- [WHAT YOU HAVE TO DO]: Omitting all images, transcribe the entries word for word.

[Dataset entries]
::::::
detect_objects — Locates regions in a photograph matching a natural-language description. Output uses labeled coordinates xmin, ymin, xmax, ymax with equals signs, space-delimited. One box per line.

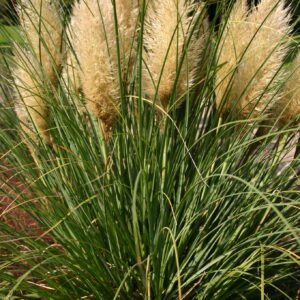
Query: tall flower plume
xmin=216 ymin=0 xmax=291 ymax=120
xmin=14 ymin=47 xmax=50 ymax=144
xmin=143 ymin=0 xmax=208 ymax=110
xmin=69 ymin=0 xmax=138 ymax=133
xmin=18 ymin=0 xmax=63 ymax=83
xmin=215 ymin=0 xmax=248 ymax=114
xmin=14 ymin=0 xmax=63 ymax=144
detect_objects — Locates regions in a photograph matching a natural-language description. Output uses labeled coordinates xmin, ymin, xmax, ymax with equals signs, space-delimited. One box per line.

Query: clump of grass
xmin=0 ymin=0 xmax=299 ymax=299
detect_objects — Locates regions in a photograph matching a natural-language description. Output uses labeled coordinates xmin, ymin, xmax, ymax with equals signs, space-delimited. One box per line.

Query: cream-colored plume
xmin=14 ymin=47 xmax=50 ymax=144
xmin=143 ymin=0 xmax=208 ymax=110
xmin=215 ymin=0 xmax=248 ymax=113
xmin=216 ymin=0 xmax=290 ymax=119
xmin=278 ymin=51 xmax=300 ymax=126
xmin=70 ymin=0 xmax=138 ymax=132
xmin=15 ymin=0 xmax=63 ymax=144
xmin=18 ymin=0 xmax=63 ymax=83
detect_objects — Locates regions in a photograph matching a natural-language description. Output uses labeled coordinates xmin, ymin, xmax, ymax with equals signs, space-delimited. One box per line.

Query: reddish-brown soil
xmin=0 ymin=168 xmax=42 ymax=235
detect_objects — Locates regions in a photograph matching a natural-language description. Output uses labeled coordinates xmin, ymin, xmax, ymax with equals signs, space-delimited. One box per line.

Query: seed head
xmin=143 ymin=0 xmax=208 ymax=110
xmin=216 ymin=0 xmax=291 ymax=120
xmin=19 ymin=0 xmax=63 ymax=83
xmin=216 ymin=0 xmax=248 ymax=113
xmin=14 ymin=46 xmax=50 ymax=144
xmin=70 ymin=0 xmax=138 ymax=130
xmin=14 ymin=0 xmax=63 ymax=144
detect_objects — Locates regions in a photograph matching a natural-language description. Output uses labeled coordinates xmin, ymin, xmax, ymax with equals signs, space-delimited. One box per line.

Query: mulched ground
xmin=0 ymin=168 xmax=42 ymax=235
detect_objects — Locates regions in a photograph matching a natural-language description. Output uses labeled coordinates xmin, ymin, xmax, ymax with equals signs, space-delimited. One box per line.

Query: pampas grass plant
xmin=0 ymin=0 xmax=299 ymax=299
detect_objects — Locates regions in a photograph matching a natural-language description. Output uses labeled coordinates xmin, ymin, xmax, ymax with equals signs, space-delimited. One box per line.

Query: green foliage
xmin=0 ymin=1 xmax=299 ymax=299
xmin=0 ymin=25 xmax=21 ymax=48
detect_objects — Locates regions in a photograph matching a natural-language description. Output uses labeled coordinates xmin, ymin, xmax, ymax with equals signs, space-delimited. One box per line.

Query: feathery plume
xmin=216 ymin=0 xmax=291 ymax=119
xmin=14 ymin=0 xmax=63 ymax=144
xmin=14 ymin=47 xmax=50 ymax=144
xmin=70 ymin=0 xmax=138 ymax=132
xmin=143 ymin=0 xmax=208 ymax=110
xmin=215 ymin=0 xmax=248 ymax=113
xmin=278 ymin=51 xmax=300 ymax=126
xmin=19 ymin=0 xmax=63 ymax=83
xmin=234 ymin=0 xmax=290 ymax=119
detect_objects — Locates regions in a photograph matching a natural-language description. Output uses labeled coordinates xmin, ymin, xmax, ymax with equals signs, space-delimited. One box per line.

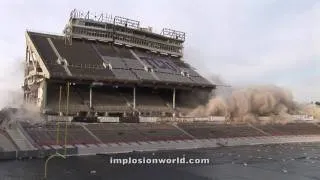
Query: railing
xmin=66 ymin=9 xmax=185 ymax=56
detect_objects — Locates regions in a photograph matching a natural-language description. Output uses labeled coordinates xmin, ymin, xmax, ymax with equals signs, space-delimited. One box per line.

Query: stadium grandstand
xmin=23 ymin=9 xmax=215 ymax=122
xmin=0 ymin=10 xmax=320 ymax=163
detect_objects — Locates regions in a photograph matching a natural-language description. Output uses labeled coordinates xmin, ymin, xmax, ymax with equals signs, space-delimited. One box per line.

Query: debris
xmin=282 ymin=168 xmax=288 ymax=173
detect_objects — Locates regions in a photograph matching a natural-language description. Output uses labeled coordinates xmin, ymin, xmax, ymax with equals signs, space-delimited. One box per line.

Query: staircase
xmin=6 ymin=125 xmax=36 ymax=151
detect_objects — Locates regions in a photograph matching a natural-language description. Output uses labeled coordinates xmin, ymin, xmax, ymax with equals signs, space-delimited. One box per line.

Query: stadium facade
xmin=23 ymin=9 xmax=215 ymax=122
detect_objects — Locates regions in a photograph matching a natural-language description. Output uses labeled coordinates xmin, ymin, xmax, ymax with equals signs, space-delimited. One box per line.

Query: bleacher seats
xmin=176 ymin=99 xmax=199 ymax=112
xmin=29 ymin=33 xmax=68 ymax=76
xmin=115 ymin=46 xmax=135 ymax=59
xmin=143 ymin=56 xmax=180 ymax=74
xmin=18 ymin=121 xmax=320 ymax=148
xmin=136 ymin=89 xmax=171 ymax=112
xmin=21 ymin=122 xmax=99 ymax=146
xmin=132 ymin=69 xmax=157 ymax=81
xmin=46 ymin=85 xmax=90 ymax=114
xmin=178 ymin=123 xmax=264 ymax=138
xmin=111 ymin=69 xmax=138 ymax=81
xmin=85 ymin=123 xmax=190 ymax=143
xmin=122 ymin=58 xmax=145 ymax=70
xmin=154 ymin=72 xmax=192 ymax=83
xmin=52 ymin=39 xmax=103 ymax=66
xmin=189 ymin=76 xmax=212 ymax=85
xmin=85 ymin=123 xmax=148 ymax=143
xmin=94 ymin=43 xmax=119 ymax=57
xmin=104 ymin=57 xmax=127 ymax=69
xmin=132 ymin=123 xmax=190 ymax=141
xmin=68 ymin=66 xmax=115 ymax=80
xmin=29 ymin=33 xmax=58 ymax=64
xmin=172 ymin=59 xmax=190 ymax=68
xmin=91 ymin=87 xmax=131 ymax=112
xmin=46 ymin=81 xmax=210 ymax=115
xmin=46 ymin=64 xmax=67 ymax=77
xmin=134 ymin=50 xmax=209 ymax=85
xmin=257 ymin=123 xmax=320 ymax=136
xmin=28 ymin=31 xmax=214 ymax=87
xmin=28 ymin=31 xmax=214 ymax=116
::::::
- [EXERCISE SOLUTION]:
detect_objects — Locates regions in a photograph matching a natural-language description. Output uses labeled coordinates xmin, ymin, xmax, ymax with equals signs, space-delimited. One box per line.

Query: tall flower plume
xmin=216 ymin=0 xmax=291 ymax=120
xmin=14 ymin=47 xmax=50 ymax=144
xmin=143 ymin=0 xmax=208 ymax=110
xmin=69 ymin=0 xmax=138 ymax=133
xmin=18 ymin=0 xmax=63 ymax=83
xmin=215 ymin=0 xmax=248 ymax=114
xmin=14 ymin=0 xmax=63 ymax=144
detect_objects — Locates regions in a photograph matching a natural-language description. Output uses labeled coordinates xmin, ymin, xmax, ymax with equals signs, space-delimited. One box per line.

Query: clump of grass
xmin=0 ymin=0 xmax=299 ymax=299
detect_objects — Locates regions in a photograph matching a natural-language description. Output uses labeled coordinates xmin, ymin, xmax, ymax with equals signs, space-delimited. One box per line.

Query: cream-colored plume
xmin=14 ymin=47 xmax=50 ymax=144
xmin=143 ymin=0 xmax=208 ymax=110
xmin=215 ymin=0 xmax=248 ymax=113
xmin=216 ymin=0 xmax=290 ymax=119
xmin=278 ymin=51 xmax=300 ymax=126
xmin=70 ymin=0 xmax=138 ymax=132
xmin=15 ymin=0 xmax=63 ymax=144
xmin=18 ymin=0 xmax=63 ymax=83
detect_objects — Locates regions in a photograph matching a natural-language description. Output uses labeled coordinates xmin, ymin, xmax, ymax with equals signs, space-delimited. One box per line.

Query: reddish-brown soil
xmin=0 ymin=168 xmax=42 ymax=235
detect_objects — Locates regions in a photograph matching a natural-language description. Output uses labeled coordinates xmin, ymin, xmax, ymax with equals signs, space-delimited. One box per line.

Query: seed head
xmin=143 ymin=0 xmax=208 ymax=110
xmin=216 ymin=0 xmax=291 ymax=120
xmin=19 ymin=0 xmax=63 ymax=83
xmin=216 ymin=0 xmax=248 ymax=113
xmin=14 ymin=46 xmax=50 ymax=144
xmin=70 ymin=0 xmax=138 ymax=130
xmin=14 ymin=0 xmax=63 ymax=144
detect_objects — Locates regions in a photograph matching a natural-language description. Output uses labeled coordinates xmin, ymin, xmax, ymax with equals signs, space-delimited. One box per line.

Query: mulched ground
xmin=0 ymin=168 xmax=42 ymax=235
detect_objects — Locates regions in a photograph matching a natural-language description. Output uses labeled coordinates xmin, ymin, xmax, ymax with equals signs, space-delimited. One box per line.

Query: pampas grass plant
xmin=0 ymin=0 xmax=299 ymax=299
detect_objects — Locates regions in a photograph matching a natural-language description. Output uses labeled coordinates xmin, ymin, xmax, ymax with equals signs, space-delimited. One box per line.

Query: green foliage
xmin=0 ymin=1 xmax=299 ymax=299
xmin=0 ymin=25 xmax=21 ymax=48
detect_objects — Locates regions in a photograph matching a natural-language description. Output uses labeled coordinates xmin, ymin, xmax, ymax with equals signs, space-delimited. One box per line.

Query: feathery plume
xmin=216 ymin=0 xmax=291 ymax=119
xmin=14 ymin=0 xmax=63 ymax=144
xmin=14 ymin=47 xmax=50 ymax=144
xmin=70 ymin=0 xmax=138 ymax=132
xmin=143 ymin=0 xmax=208 ymax=110
xmin=215 ymin=0 xmax=248 ymax=113
xmin=278 ymin=51 xmax=300 ymax=126
xmin=19 ymin=0 xmax=63 ymax=83
xmin=234 ymin=0 xmax=290 ymax=119
detect_objects — Locates regions in a photograph matching a natural-language description. Output uses labeled coordinates xmin, ymin, xmax, ymax with equals signs, space-delimited. One box per line.

Query: railing
xmin=66 ymin=9 xmax=185 ymax=56
detect_objects — Locates regions in a photograph matching a natural-language description. Output uses labeled coordinates xmin, ymin, xmax, ymax with equals signs, space-delimited. One box per line.

Query: stadium grandstand
xmin=23 ymin=9 xmax=215 ymax=122
xmin=0 ymin=10 xmax=320 ymax=163
detect_objects — Locates regions in a photograph matching a natural-language description. Output uses labeled coordinates xmin, ymin, xmax, ymax with equals signs, space-delimited. One box per line.

Query: debris
xmin=282 ymin=168 xmax=288 ymax=173
detect_objects — Locates regions in a photograph matching a natural-language description. Output uses labeled coordinates xmin, ymin, xmax, ymax with equals signs, space-delimited. One box per line.

Query: staircase
xmin=6 ymin=125 xmax=36 ymax=151
detect_objects — Locates regions in a photograph matching a natural-language description. Output uses labeled coordinates xmin, ymin, xmax, ymax with equals signs, space-delimited. One box per line.

Query: stadium facade
xmin=23 ymin=9 xmax=215 ymax=122
detect_objects — Locates regions in a photograph matching a natural-language description. Output uses labeled coordinates xmin, ymin, xmax, ymax with equals signs, space-delimited. One box per line.

Query: bleacher seats
xmin=176 ymin=99 xmax=199 ymax=112
xmin=29 ymin=33 xmax=68 ymax=76
xmin=115 ymin=46 xmax=135 ymax=59
xmin=143 ymin=56 xmax=180 ymax=74
xmin=18 ymin=121 xmax=320 ymax=148
xmin=136 ymin=89 xmax=171 ymax=112
xmin=21 ymin=122 xmax=99 ymax=146
xmin=132 ymin=69 xmax=157 ymax=81
xmin=46 ymin=85 xmax=90 ymax=114
xmin=178 ymin=123 xmax=264 ymax=138
xmin=111 ymin=69 xmax=138 ymax=81
xmin=85 ymin=123 xmax=190 ymax=143
xmin=122 ymin=58 xmax=145 ymax=70
xmin=154 ymin=72 xmax=192 ymax=83
xmin=52 ymin=39 xmax=103 ymax=66
xmin=189 ymin=76 xmax=212 ymax=85
xmin=85 ymin=123 xmax=148 ymax=143
xmin=94 ymin=43 xmax=119 ymax=57
xmin=104 ymin=57 xmax=127 ymax=69
xmin=132 ymin=123 xmax=190 ymax=141
xmin=68 ymin=66 xmax=115 ymax=80
xmin=29 ymin=33 xmax=58 ymax=64
xmin=172 ymin=59 xmax=190 ymax=68
xmin=91 ymin=87 xmax=131 ymax=112
xmin=46 ymin=81 xmax=210 ymax=115
xmin=46 ymin=64 xmax=67 ymax=77
xmin=134 ymin=50 xmax=209 ymax=85
xmin=257 ymin=123 xmax=320 ymax=136
xmin=28 ymin=31 xmax=214 ymax=87
xmin=28 ymin=31 xmax=214 ymax=116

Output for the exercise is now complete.